§ **WORK TO COMPLETE**
From the abstract below on bleeding and outcome in acute coronary syndrome, extract verbatim the passage between "Conclusions: Bleeding is" and "myocardial ischemia alone.", inclusive.
Segment Start: DOCUMENT EXCERPT
Abstract 2215: Bleeding and Outcome in Acute Coronary Syndrome: Insights from Continuous ECG Monitoring in the INTERACT Trial
Background: Bleeding is associated with adverse outcome in acute coronary syndromes (ACS). However, the precise pathophysiologic mechanisms have not been elucidated.
Objective: To determine the relationship between bleeding and myocardial ischemia detected by concurrent continuous ECG monitoring, and their long-term prognostic impact.
Methods: The INTERACT trial was a randomized controlled trial of enoxaparin versus unfractionated heparin in patients with non-ST elevation ACS, who received concomitant aspirin and eptifibatide. ST-segment monitoring (performed after enrollment up to 96h) was analyzed by an automated algorithm and reviewed by a blinded cardiologist. Major bleeding (within 96h) was defined as fatal bleeding, retroperitoneal hemorrhage, or bleeding with a drop in hemoglobin >30g/L. Bleeding and clinical events were centrally adjudicated in a blinded fashion. We calculated the GRACE risk score (which includes age and creatinine), a validated predictor of mortality, for each patient. The present analysis included 598 patients who survived the first 96h with analyzable data on continuous ECG monitoring and GRACE risk score.
Results: The median GRACE risk score was 115 (IQR 96 to 135); major bleeding and ST-segment shifts occurred concurrently in 22 (3.7%) and 161 (26.7%) patients, respectively. Bleeding was more frequently associated with the presence of ST-segment shifts (P<0.05). After a median follow-up of 2.4 years, patients with major bleeding had a higher risk of death (26.9% vs 6.3%, log-rank P<0.001) and death/MI (36.8% vs 12.0%, log-rank P<0.001) compared to those without.
Conclusions: Bleeding is a powerful independent predictor of poor long-term outcome, even after adjusting for other associated prognostic factors such as advanced age and renal dysfunction. Furthermore, the adverse prognostic impact of bleeding may be mediated by complex pathophysiologic mechanisms rather than myocardial ischemia alone.
Segment End: DOCUMENT EXCERPT
Segment Start: GIVEN RECORDS
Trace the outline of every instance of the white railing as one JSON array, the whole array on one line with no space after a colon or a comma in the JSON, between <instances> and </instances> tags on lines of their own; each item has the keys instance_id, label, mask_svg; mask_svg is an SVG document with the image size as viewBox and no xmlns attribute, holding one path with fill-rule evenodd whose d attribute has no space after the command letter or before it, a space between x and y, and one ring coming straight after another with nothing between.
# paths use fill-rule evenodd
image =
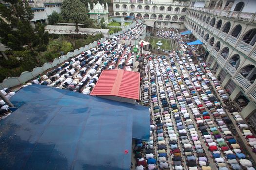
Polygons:
<instances>
[{"instance_id":1,"label":"white railing","mask_svg":"<svg viewBox=\"0 0 256 170\"><path fill-rule=\"evenodd\" d=\"M255 89L251 93L250 93L250 96L251 96L252 98L256 101L256 89Z\"/></svg>"},{"instance_id":2,"label":"white railing","mask_svg":"<svg viewBox=\"0 0 256 170\"><path fill-rule=\"evenodd\" d=\"M212 46L211 46L211 45L210 44L207 44L207 49L210 51L211 51L211 49L212 49Z\"/></svg>"},{"instance_id":3,"label":"white railing","mask_svg":"<svg viewBox=\"0 0 256 170\"><path fill-rule=\"evenodd\" d=\"M222 56L221 56L221 55L218 55L218 57L217 58L217 60L219 61L218 63L220 66L222 66L222 67L225 65L225 63L226 63L226 60L225 59L225 58L224 58L223 57L222 57Z\"/></svg>"},{"instance_id":4,"label":"white railing","mask_svg":"<svg viewBox=\"0 0 256 170\"><path fill-rule=\"evenodd\" d=\"M253 46L242 41L240 41L237 45L237 49L243 51L246 53L248 53L252 48Z\"/></svg>"},{"instance_id":5,"label":"white railing","mask_svg":"<svg viewBox=\"0 0 256 170\"><path fill-rule=\"evenodd\" d=\"M213 12L213 14L214 15L217 15L217 16L220 13L220 10L219 10L219 9L216 9Z\"/></svg>"},{"instance_id":6,"label":"white railing","mask_svg":"<svg viewBox=\"0 0 256 170\"><path fill-rule=\"evenodd\" d=\"M248 90L250 86L252 85L252 84L248 81L248 80L244 78L240 73L238 74L236 77L236 80L245 90Z\"/></svg>"},{"instance_id":7,"label":"white railing","mask_svg":"<svg viewBox=\"0 0 256 170\"><path fill-rule=\"evenodd\" d=\"M251 57L256 60L256 50L255 50L254 52L251 55Z\"/></svg>"},{"instance_id":8,"label":"white railing","mask_svg":"<svg viewBox=\"0 0 256 170\"><path fill-rule=\"evenodd\" d=\"M229 64L229 63L227 63L226 66L225 66L225 69L228 71L232 76L235 74L235 73L236 71L236 69L235 69L235 68Z\"/></svg>"},{"instance_id":9,"label":"white railing","mask_svg":"<svg viewBox=\"0 0 256 170\"><path fill-rule=\"evenodd\" d=\"M214 58L216 58L216 57L217 57L217 55L218 55L218 51L213 48L212 50L212 54L213 54L213 56Z\"/></svg>"},{"instance_id":10,"label":"white railing","mask_svg":"<svg viewBox=\"0 0 256 170\"><path fill-rule=\"evenodd\" d=\"M219 31L219 30L218 30L218 29L217 29L216 28L215 28L214 29L213 31L213 33L215 35L217 35Z\"/></svg>"},{"instance_id":11,"label":"white railing","mask_svg":"<svg viewBox=\"0 0 256 170\"><path fill-rule=\"evenodd\" d=\"M43 3L37 2L37 3L29 3L28 6L32 8L44 8L44 5Z\"/></svg>"},{"instance_id":12,"label":"white railing","mask_svg":"<svg viewBox=\"0 0 256 170\"><path fill-rule=\"evenodd\" d=\"M63 3L63 0L43 0L43 3Z\"/></svg>"},{"instance_id":13,"label":"white railing","mask_svg":"<svg viewBox=\"0 0 256 170\"><path fill-rule=\"evenodd\" d=\"M237 41L237 39L232 35L229 35L228 37L228 39L227 39L227 41L228 43L230 43L230 44L233 44L233 45L235 45L236 43L236 41Z\"/></svg>"},{"instance_id":14,"label":"white railing","mask_svg":"<svg viewBox=\"0 0 256 170\"><path fill-rule=\"evenodd\" d=\"M210 30L210 31L212 31L212 30L213 30L213 27L211 26L211 25L209 25L208 26L208 29L209 29L209 30Z\"/></svg>"},{"instance_id":15,"label":"white railing","mask_svg":"<svg viewBox=\"0 0 256 170\"><path fill-rule=\"evenodd\" d=\"M226 11L219 9L194 7L191 7L191 9L196 11L206 12L216 16L220 16L221 17L242 20L246 22L256 22L256 15L253 13Z\"/></svg>"},{"instance_id":16,"label":"white railing","mask_svg":"<svg viewBox=\"0 0 256 170\"><path fill-rule=\"evenodd\" d=\"M226 33L224 33L222 31L221 31L220 33L219 33L219 37L220 37L221 38L222 38L222 39L226 39L226 38L227 37L227 35L228 35L228 34Z\"/></svg>"}]
</instances>

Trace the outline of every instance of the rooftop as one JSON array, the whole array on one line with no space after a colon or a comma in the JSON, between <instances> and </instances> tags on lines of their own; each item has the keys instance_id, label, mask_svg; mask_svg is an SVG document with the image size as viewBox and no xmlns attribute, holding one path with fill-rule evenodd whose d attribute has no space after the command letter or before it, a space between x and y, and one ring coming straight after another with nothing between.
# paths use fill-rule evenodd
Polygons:
<instances>
[{"instance_id":1,"label":"rooftop","mask_svg":"<svg viewBox=\"0 0 256 170\"><path fill-rule=\"evenodd\" d=\"M123 70L104 70L91 92L93 96L114 96L139 99L139 73Z\"/></svg>"}]
</instances>

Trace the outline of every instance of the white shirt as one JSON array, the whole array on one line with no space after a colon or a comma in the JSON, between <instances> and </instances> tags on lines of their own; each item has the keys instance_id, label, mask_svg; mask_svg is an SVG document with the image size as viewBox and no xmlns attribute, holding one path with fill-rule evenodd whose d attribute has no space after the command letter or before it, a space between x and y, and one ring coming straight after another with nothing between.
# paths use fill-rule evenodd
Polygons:
<instances>
[{"instance_id":1,"label":"white shirt","mask_svg":"<svg viewBox=\"0 0 256 170\"><path fill-rule=\"evenodd\" d=\"M2 107L1 107L1 109L8 110L8 109L9 109L9 106L7 106L7 105L5 105Z\"/></svg>"}]
</instances>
Segment End: GIVEN RECORDS
§ **SOLUTION FOR THIS EXERCISE**
Conclusions: Bleeding is a powerful independent predictor of poor long-term outcome, even after adjusting for other associated prognostic factors such as advanced age and renal dysfunction. Furthermore, the adverse prognostic impact of bleeding may be mediated by complex pathophysiologic mechanisms rather than myocardial ischemia alone.